» Requirements: Filter the items below and copy every line that contains the word "bird".

(Excerpts of labeled region data)
________________________

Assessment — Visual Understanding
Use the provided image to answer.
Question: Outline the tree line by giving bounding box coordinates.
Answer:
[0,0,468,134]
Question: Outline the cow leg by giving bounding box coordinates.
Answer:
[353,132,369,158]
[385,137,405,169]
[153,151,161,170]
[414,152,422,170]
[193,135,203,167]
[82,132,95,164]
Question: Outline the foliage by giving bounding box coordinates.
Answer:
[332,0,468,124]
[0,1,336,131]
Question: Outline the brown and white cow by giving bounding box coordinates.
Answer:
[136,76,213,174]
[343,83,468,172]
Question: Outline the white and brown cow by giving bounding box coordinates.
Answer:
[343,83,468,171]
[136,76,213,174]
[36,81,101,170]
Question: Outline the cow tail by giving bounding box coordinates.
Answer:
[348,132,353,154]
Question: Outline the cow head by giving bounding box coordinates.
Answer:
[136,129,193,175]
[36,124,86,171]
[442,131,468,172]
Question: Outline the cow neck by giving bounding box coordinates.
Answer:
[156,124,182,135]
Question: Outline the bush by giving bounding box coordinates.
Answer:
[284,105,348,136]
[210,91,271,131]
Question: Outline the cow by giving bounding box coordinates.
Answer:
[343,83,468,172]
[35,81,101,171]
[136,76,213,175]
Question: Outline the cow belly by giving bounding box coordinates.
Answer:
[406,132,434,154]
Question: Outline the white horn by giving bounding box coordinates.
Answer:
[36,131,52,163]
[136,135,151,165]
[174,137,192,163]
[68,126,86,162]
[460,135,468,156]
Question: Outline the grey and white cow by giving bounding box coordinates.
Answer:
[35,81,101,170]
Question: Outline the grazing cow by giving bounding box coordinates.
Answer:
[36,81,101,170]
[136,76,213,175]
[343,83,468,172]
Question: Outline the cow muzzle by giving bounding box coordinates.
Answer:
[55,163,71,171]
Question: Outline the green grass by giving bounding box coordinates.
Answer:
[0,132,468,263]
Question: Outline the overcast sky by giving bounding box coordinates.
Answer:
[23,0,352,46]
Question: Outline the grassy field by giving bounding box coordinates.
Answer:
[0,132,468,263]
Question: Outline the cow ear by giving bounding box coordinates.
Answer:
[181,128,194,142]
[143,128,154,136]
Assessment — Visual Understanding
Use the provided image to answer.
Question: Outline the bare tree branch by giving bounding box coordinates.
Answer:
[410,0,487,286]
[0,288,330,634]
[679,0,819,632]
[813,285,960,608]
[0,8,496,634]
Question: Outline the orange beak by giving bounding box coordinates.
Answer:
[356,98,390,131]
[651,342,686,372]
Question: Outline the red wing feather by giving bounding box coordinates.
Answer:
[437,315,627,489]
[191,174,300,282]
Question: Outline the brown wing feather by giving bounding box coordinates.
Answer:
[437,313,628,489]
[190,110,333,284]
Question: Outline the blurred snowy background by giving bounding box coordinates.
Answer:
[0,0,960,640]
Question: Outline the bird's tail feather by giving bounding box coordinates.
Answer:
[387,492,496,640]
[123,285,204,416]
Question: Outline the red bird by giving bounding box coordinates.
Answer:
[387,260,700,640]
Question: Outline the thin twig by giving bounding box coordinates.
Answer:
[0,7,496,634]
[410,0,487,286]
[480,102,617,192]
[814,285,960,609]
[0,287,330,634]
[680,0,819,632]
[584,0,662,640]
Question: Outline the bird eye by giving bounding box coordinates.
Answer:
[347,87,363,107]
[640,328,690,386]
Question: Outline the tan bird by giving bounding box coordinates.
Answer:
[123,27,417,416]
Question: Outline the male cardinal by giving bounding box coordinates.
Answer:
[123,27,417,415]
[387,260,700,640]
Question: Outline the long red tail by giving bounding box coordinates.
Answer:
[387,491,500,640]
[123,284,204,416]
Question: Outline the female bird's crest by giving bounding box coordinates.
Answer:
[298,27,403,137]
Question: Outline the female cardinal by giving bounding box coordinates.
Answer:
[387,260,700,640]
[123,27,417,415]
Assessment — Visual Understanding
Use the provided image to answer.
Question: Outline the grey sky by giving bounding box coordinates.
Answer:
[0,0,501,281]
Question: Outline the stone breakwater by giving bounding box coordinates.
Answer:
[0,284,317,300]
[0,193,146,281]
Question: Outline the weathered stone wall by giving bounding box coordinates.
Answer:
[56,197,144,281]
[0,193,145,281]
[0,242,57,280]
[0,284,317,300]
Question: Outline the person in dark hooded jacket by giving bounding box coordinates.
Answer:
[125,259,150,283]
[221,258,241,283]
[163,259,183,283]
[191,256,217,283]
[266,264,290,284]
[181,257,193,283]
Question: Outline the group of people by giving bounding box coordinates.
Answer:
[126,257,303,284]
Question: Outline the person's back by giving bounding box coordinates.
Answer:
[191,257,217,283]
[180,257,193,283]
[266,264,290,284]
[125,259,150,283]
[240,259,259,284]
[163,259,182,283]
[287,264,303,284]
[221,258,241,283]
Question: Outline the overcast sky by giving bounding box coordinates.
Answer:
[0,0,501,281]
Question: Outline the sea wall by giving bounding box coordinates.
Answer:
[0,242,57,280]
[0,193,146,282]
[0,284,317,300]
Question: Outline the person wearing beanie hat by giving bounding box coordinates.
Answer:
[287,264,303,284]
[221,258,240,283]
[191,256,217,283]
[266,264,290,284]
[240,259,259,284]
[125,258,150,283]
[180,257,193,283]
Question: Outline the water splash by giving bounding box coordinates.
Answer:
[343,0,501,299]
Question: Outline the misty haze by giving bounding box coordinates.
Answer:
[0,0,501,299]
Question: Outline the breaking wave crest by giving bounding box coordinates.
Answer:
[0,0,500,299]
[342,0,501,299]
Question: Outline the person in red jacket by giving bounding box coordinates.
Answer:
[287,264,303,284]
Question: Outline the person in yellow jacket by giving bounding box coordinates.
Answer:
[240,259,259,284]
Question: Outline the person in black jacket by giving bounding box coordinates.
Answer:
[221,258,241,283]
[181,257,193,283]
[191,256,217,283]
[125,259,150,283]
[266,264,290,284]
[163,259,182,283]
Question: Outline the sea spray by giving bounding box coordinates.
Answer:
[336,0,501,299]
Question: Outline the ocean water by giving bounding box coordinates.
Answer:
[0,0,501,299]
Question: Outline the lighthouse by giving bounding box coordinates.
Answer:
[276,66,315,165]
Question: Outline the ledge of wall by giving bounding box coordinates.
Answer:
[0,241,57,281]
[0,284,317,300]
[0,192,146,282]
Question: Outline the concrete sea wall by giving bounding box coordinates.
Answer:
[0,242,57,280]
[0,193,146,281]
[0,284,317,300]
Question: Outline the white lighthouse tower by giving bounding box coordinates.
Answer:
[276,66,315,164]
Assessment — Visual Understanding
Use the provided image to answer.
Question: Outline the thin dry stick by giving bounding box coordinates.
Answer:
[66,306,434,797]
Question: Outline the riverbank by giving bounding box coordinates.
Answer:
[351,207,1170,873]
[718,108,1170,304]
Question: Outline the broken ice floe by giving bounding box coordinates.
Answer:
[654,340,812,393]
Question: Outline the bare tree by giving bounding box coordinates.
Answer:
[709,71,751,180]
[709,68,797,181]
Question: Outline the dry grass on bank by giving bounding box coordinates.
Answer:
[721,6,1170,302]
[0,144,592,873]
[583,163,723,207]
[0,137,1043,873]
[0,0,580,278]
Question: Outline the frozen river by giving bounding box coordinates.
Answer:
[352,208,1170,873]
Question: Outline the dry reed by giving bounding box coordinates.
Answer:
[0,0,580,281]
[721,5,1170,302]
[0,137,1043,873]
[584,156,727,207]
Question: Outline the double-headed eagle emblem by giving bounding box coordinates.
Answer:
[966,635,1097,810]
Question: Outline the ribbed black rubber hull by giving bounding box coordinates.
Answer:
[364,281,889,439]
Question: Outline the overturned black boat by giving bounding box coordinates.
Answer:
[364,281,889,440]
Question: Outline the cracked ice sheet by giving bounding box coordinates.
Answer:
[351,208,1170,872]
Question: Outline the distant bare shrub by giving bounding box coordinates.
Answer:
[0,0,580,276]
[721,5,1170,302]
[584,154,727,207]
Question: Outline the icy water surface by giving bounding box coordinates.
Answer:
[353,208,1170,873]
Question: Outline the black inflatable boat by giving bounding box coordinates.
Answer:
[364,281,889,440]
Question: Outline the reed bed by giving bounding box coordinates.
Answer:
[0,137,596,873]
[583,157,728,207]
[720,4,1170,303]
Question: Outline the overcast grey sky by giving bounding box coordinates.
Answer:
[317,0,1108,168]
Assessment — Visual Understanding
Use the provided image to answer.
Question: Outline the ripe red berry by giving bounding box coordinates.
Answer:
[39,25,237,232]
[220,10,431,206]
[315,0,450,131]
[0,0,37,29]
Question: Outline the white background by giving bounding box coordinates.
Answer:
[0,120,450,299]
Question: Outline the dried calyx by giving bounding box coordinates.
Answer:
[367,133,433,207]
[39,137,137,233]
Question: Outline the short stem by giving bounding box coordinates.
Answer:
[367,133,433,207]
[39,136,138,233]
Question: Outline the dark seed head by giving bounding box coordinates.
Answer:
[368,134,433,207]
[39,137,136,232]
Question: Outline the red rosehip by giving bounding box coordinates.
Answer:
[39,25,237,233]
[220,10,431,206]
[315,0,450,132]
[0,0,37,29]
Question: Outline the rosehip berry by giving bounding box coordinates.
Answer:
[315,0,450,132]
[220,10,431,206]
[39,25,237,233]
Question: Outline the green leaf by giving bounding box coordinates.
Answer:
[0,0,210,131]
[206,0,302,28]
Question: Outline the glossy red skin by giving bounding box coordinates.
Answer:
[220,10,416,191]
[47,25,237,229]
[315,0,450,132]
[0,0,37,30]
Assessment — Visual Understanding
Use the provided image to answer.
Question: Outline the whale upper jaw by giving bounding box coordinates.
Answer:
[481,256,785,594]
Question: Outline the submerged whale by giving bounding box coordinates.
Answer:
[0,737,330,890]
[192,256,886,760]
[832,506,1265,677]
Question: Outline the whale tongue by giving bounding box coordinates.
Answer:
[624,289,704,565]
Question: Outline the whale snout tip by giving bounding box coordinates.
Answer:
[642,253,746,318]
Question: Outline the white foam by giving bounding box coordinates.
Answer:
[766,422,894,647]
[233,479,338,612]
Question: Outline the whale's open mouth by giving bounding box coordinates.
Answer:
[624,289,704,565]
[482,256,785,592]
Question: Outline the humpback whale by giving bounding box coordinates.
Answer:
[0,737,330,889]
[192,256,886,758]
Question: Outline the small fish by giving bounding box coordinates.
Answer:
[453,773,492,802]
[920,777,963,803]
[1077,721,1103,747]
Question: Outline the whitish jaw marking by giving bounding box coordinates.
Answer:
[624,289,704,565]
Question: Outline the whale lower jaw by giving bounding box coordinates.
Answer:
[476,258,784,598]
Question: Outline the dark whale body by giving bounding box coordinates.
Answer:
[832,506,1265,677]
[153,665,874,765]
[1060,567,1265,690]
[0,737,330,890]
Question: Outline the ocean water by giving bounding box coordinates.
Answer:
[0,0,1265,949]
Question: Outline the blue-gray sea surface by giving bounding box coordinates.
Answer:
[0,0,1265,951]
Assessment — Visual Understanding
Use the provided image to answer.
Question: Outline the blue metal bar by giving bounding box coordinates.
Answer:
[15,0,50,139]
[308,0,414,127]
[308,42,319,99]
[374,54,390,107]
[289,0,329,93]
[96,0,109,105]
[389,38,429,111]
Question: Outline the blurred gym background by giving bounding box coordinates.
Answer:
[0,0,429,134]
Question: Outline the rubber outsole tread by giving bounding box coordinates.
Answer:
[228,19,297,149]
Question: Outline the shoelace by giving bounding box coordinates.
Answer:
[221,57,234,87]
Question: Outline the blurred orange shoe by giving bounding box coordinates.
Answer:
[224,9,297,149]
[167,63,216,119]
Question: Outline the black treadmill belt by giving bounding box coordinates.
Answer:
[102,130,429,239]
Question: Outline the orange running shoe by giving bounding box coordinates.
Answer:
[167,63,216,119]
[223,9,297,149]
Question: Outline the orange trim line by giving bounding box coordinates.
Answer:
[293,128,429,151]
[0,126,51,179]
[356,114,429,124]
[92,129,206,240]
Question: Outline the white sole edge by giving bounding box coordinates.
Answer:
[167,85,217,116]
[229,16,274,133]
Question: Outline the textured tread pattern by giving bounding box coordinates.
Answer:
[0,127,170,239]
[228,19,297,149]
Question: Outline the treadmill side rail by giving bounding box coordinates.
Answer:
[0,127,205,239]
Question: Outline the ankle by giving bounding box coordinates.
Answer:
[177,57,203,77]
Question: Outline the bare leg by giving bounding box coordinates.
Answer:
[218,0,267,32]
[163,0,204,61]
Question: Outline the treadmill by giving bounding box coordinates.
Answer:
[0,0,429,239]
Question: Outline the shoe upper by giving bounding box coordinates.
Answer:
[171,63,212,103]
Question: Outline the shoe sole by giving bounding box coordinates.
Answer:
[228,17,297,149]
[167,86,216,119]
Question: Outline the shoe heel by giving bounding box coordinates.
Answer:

________________________

» Right answer:
Question: Outline the bird's tail feather by giving bounding box coordinates.
Question: Outline the red bird by giving bounding box coordinates.
Question: Outline the bird eye by giving bounding box coordinates.
Question: Outline the tan bird by giving bounding box coordinates.
Question: Outline the female bird's crest by giving bounding box coordinates.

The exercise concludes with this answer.